EXERCISE AIM
Select every line in the entries that contains the word "hill", and copy each one.

ENTRIES SUPPLIED
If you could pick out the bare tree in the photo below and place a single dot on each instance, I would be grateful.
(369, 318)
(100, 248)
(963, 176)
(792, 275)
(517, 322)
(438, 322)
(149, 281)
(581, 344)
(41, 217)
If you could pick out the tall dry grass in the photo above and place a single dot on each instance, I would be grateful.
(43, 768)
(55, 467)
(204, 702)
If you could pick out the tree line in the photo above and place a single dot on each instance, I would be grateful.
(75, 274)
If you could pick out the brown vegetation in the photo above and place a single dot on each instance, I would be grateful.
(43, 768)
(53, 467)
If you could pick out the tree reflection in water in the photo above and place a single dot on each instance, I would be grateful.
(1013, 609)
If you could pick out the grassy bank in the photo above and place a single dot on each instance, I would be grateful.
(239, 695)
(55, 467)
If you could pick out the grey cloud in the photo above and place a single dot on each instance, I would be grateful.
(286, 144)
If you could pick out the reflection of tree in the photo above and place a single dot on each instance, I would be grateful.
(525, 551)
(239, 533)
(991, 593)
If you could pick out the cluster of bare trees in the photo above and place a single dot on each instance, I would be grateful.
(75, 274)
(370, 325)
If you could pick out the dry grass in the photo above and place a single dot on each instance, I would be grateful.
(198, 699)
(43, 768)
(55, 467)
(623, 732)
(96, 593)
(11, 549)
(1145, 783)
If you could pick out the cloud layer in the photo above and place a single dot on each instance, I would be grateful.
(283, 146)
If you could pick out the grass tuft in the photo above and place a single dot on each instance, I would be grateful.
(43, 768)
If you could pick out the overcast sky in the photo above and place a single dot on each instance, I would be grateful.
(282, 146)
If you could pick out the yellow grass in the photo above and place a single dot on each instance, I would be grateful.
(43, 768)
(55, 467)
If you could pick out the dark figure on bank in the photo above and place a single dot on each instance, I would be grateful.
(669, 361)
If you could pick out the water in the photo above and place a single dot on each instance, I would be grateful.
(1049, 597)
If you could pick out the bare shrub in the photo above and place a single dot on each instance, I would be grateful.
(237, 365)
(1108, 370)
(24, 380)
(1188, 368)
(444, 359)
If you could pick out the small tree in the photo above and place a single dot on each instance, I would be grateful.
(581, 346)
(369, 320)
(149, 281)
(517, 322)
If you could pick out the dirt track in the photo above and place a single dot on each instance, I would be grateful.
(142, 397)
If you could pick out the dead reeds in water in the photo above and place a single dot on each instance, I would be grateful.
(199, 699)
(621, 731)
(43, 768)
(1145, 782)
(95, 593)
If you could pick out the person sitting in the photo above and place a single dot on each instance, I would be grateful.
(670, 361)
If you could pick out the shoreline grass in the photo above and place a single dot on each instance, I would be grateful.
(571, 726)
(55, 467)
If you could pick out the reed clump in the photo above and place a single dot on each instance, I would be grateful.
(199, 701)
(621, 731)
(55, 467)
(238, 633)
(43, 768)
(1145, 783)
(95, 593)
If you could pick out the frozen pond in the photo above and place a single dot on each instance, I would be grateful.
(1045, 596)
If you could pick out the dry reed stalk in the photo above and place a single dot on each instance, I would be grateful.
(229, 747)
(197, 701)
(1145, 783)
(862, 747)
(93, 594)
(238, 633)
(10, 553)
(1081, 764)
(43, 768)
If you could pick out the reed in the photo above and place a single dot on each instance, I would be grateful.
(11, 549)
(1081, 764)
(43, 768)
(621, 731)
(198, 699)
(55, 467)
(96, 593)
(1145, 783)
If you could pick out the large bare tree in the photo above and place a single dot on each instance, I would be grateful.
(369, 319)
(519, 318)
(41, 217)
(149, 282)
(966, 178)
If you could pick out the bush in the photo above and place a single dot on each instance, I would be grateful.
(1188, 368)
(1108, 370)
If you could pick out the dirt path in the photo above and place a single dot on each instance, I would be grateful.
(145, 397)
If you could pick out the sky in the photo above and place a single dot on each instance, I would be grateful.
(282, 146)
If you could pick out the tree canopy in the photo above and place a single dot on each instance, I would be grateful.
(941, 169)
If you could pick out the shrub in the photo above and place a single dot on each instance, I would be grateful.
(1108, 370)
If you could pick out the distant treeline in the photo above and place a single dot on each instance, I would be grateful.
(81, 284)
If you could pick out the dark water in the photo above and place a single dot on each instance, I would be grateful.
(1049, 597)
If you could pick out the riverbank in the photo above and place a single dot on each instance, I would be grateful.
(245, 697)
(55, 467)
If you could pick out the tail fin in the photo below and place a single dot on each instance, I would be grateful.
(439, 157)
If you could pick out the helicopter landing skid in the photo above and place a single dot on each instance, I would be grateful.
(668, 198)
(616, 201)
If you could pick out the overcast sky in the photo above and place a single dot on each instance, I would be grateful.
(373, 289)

...

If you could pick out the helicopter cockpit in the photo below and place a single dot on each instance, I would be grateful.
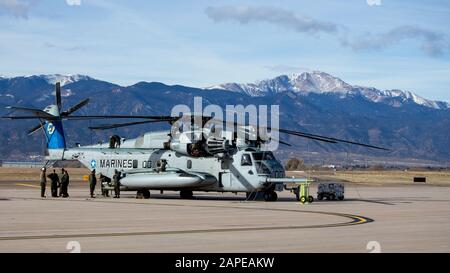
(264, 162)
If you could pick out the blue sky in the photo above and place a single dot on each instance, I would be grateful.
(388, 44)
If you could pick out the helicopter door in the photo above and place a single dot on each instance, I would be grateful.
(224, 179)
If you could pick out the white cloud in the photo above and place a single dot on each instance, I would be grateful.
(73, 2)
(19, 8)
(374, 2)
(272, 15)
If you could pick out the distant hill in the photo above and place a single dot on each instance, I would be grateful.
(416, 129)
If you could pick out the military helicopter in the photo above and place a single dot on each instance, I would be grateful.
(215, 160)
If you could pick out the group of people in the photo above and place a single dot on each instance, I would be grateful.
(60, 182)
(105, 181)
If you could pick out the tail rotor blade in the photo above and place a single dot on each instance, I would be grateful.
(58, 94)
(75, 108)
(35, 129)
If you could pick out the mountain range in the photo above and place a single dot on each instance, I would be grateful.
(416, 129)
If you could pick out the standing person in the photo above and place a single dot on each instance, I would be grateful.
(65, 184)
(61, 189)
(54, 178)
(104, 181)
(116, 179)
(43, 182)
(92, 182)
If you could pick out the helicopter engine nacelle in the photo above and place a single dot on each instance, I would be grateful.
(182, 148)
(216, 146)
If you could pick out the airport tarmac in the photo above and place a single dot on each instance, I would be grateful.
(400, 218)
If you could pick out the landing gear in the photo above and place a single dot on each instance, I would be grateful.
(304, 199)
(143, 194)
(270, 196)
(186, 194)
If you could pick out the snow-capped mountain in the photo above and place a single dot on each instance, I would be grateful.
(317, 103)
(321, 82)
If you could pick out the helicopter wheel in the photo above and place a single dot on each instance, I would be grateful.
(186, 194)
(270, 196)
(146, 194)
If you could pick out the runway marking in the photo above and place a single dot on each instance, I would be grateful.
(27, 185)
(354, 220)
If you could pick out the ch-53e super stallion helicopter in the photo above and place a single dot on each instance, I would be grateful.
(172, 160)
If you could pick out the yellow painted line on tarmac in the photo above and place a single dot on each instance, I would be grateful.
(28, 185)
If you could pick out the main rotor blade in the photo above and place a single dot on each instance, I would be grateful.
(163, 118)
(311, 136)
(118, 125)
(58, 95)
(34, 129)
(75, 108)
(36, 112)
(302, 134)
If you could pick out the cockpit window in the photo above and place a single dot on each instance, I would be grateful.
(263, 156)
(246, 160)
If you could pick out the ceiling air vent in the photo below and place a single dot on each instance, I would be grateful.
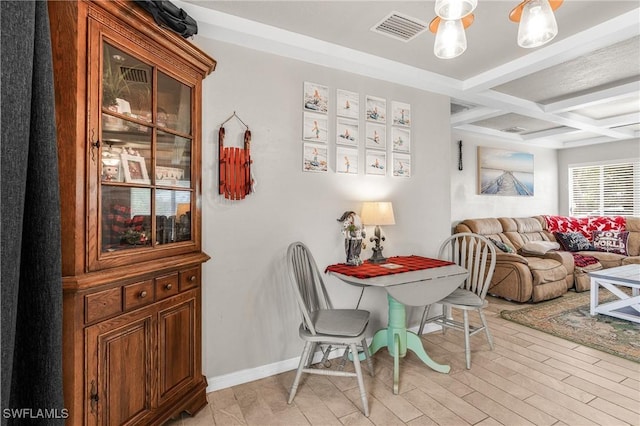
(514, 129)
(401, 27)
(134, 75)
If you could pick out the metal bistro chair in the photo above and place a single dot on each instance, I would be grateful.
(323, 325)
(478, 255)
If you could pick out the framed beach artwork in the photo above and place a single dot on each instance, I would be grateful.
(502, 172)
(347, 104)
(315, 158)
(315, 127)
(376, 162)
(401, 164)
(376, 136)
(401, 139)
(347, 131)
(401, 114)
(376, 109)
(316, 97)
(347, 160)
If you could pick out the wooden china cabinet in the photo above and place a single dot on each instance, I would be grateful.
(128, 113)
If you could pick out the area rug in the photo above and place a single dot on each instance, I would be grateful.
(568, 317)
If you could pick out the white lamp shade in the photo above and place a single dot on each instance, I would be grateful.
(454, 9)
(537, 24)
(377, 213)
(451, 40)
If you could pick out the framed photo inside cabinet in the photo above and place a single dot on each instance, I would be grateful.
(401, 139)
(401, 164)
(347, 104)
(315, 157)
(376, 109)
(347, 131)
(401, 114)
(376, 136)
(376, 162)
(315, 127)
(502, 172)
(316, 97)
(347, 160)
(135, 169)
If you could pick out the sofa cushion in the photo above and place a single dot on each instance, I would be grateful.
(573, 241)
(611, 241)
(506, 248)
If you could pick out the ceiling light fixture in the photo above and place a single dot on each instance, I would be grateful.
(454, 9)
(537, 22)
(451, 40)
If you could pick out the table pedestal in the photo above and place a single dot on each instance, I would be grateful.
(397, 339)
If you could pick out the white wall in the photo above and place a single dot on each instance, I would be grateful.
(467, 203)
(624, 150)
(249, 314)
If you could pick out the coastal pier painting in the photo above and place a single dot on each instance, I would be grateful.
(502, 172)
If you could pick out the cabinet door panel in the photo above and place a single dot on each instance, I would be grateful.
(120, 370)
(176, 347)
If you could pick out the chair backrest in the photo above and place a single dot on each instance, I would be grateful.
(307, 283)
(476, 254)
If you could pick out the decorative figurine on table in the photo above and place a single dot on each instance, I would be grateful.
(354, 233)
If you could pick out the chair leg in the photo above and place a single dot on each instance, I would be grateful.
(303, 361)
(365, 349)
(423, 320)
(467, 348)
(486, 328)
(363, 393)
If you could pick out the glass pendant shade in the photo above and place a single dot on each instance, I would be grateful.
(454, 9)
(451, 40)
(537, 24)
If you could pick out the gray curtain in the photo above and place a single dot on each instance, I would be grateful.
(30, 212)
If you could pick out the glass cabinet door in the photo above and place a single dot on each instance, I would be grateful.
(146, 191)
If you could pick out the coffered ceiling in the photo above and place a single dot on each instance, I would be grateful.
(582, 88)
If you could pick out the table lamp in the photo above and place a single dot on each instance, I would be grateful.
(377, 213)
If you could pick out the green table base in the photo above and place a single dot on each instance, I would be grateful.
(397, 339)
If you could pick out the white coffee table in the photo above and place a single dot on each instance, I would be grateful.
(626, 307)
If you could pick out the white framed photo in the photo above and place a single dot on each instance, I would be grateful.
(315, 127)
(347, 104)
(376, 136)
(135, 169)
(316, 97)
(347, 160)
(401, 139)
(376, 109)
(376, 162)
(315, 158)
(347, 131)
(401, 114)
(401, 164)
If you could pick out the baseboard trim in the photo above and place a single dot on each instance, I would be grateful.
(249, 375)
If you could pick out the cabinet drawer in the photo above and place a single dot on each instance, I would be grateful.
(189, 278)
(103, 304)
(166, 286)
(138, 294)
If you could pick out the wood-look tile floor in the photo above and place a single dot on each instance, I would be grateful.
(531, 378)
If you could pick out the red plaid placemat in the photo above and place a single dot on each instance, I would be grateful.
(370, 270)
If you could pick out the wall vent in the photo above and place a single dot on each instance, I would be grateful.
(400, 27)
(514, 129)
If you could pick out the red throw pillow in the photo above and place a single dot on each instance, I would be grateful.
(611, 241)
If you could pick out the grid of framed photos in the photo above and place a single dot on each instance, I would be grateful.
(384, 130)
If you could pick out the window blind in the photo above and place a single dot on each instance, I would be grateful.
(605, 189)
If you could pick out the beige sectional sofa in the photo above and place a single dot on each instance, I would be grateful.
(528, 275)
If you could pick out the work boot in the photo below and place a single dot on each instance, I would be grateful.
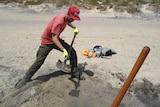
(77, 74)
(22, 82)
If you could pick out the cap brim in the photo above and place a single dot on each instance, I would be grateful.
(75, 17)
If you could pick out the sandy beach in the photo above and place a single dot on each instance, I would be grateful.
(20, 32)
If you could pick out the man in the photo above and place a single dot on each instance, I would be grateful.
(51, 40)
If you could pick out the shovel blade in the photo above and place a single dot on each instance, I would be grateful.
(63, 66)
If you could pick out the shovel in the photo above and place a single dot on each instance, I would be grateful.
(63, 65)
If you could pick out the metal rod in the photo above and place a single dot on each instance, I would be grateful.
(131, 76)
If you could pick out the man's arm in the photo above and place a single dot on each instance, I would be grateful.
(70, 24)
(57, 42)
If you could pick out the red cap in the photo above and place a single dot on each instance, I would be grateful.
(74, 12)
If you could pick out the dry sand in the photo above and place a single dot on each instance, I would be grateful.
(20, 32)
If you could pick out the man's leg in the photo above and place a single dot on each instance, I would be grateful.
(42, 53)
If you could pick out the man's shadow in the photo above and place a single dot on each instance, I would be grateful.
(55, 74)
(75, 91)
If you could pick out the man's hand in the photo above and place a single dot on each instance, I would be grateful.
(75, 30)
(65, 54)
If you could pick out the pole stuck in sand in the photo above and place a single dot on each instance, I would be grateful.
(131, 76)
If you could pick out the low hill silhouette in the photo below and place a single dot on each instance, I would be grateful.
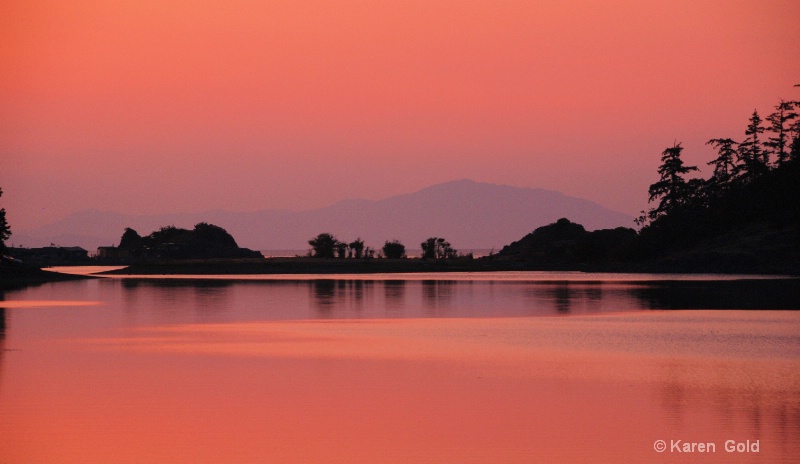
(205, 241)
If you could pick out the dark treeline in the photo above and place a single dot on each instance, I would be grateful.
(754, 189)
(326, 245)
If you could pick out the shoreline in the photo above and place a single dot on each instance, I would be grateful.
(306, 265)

THE RESULT
If you could pick out the distant hill in the photo above and place a single dot on each instance, I would be grateful.
If you could pick out the low hill silhouette in the photo below and place a single dot on each instance, I would be grateful.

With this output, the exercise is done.